**EXERCISE**. Copy exactly. Begin with the line that contains "Query: beige stone wall" and stop after the last line of the records.

**DATASET EXTRACT**.
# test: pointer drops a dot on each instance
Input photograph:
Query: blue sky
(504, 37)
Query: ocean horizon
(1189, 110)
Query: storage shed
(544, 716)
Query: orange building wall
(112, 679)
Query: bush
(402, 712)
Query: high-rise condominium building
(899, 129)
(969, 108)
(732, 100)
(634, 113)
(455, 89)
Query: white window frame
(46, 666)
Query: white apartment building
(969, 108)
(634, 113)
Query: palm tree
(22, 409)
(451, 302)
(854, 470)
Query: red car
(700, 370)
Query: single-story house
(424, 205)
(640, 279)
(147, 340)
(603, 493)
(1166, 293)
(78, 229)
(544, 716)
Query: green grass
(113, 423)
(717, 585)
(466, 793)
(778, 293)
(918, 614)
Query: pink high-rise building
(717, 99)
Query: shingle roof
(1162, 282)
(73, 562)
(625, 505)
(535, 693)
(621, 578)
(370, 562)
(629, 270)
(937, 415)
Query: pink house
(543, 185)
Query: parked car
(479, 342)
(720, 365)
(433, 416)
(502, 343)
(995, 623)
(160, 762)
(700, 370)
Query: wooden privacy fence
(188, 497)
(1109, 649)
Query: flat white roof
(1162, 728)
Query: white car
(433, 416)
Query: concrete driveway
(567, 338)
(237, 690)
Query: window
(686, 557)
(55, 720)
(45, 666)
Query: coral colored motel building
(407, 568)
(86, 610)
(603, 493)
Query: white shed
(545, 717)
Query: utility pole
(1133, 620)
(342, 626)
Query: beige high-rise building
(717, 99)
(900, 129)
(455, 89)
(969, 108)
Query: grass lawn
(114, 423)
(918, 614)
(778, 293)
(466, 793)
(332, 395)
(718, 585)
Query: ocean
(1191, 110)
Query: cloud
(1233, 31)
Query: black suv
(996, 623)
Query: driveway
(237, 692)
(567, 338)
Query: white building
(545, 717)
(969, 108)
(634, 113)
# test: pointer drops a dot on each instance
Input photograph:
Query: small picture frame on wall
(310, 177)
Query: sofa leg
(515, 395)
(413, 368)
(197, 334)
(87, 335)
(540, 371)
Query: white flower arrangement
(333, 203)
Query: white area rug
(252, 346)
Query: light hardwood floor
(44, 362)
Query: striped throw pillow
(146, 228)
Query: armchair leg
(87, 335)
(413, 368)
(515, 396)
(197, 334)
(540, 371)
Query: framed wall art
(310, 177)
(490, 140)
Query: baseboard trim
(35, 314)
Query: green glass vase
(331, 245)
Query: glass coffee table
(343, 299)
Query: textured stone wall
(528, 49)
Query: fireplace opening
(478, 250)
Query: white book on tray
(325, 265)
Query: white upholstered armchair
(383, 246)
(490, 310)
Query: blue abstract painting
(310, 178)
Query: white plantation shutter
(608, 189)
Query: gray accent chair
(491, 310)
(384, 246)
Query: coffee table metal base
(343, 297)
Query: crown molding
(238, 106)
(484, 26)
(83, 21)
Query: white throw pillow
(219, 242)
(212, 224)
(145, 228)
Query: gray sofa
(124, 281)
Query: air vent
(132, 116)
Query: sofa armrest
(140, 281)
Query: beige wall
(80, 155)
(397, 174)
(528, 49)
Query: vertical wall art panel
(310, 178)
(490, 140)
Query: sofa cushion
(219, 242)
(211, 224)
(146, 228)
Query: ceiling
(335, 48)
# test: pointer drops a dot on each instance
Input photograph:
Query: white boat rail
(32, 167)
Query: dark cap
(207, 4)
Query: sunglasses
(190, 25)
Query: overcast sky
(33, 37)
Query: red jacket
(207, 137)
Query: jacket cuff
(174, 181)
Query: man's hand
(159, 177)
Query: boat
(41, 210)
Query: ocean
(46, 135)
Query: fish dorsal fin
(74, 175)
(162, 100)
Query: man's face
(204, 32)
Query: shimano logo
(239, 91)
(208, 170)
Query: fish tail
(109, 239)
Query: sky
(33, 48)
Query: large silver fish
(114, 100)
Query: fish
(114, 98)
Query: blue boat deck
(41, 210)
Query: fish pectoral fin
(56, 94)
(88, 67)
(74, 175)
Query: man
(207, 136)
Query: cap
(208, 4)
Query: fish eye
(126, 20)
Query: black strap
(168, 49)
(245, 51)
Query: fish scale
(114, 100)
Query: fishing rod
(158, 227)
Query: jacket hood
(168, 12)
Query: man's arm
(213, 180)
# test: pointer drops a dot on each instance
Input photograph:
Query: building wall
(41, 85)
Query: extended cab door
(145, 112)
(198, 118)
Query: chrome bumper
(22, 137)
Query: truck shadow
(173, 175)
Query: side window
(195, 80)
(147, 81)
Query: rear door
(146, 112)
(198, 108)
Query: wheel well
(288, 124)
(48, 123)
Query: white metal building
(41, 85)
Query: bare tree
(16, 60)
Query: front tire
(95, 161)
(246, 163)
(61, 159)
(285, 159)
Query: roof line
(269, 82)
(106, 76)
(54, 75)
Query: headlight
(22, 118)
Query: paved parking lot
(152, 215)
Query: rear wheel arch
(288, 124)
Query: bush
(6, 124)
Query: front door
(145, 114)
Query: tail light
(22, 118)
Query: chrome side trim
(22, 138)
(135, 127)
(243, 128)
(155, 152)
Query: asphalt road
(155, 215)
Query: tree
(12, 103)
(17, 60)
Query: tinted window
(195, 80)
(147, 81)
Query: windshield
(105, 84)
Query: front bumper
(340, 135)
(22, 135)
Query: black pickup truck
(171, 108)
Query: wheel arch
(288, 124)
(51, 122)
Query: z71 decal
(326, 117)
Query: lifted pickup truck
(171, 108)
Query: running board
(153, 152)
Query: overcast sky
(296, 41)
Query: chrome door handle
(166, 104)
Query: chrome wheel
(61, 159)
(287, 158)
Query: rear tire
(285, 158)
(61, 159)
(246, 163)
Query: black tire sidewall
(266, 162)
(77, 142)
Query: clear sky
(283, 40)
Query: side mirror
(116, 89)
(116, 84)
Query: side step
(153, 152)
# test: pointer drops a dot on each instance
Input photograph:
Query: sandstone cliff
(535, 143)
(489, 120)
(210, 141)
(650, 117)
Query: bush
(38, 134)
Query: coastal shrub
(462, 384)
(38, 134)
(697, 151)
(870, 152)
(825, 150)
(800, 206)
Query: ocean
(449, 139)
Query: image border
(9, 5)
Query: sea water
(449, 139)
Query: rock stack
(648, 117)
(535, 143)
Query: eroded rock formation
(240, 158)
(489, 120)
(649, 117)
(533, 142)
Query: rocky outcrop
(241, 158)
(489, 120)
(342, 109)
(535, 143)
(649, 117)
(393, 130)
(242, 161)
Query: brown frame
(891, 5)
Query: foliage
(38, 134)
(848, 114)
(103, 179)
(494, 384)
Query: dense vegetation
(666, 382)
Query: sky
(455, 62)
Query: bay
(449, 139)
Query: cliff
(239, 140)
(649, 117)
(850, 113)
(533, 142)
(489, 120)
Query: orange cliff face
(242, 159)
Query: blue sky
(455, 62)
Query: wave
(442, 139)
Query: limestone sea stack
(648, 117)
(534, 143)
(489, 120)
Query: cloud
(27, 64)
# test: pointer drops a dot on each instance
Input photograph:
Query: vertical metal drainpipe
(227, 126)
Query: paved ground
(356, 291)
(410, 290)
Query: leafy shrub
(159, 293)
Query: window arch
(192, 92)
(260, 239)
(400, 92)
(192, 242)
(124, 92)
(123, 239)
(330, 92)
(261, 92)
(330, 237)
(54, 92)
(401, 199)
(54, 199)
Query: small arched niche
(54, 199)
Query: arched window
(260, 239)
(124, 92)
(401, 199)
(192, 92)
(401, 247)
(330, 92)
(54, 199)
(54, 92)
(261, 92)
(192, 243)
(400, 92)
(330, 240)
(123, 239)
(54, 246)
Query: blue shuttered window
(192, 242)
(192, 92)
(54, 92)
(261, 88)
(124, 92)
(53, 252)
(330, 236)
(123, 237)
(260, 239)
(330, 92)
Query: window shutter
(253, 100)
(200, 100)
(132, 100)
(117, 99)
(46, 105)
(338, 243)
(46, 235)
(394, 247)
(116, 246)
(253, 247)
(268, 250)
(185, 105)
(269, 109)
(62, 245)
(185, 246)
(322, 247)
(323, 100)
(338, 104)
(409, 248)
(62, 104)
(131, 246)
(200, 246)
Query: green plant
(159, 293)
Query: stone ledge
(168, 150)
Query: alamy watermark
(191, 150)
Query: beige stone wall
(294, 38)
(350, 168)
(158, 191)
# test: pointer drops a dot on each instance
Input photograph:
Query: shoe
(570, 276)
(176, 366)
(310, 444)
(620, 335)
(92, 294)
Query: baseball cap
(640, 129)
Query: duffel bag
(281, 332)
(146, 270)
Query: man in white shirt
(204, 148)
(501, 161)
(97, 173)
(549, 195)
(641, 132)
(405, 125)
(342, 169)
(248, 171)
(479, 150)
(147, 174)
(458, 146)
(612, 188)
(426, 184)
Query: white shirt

**RESULT BELOW**.
Query: beige stone wall
(294, 38)
(350, 168)
(158, 191)
# test: pointer drops a dot on each instance
Input photograph:
Query: shoe
(570, 276)
(176, 366)
(310, 444)
(620, 335)
(92, 294)
Query: baseball cap
(640, 129)
Query: duffel bag
(281, 332)
(146, 270)
Query: man in white shirt
(204, 148)
(501, 161)
(97, 173)
(549, 195)
(641, 132)
(405, 125)
(342, 169)
(248, 171)
(479, 150)
(147, 174)
(458, 146)
(612, 188)
(426, 184)
Query: white shirt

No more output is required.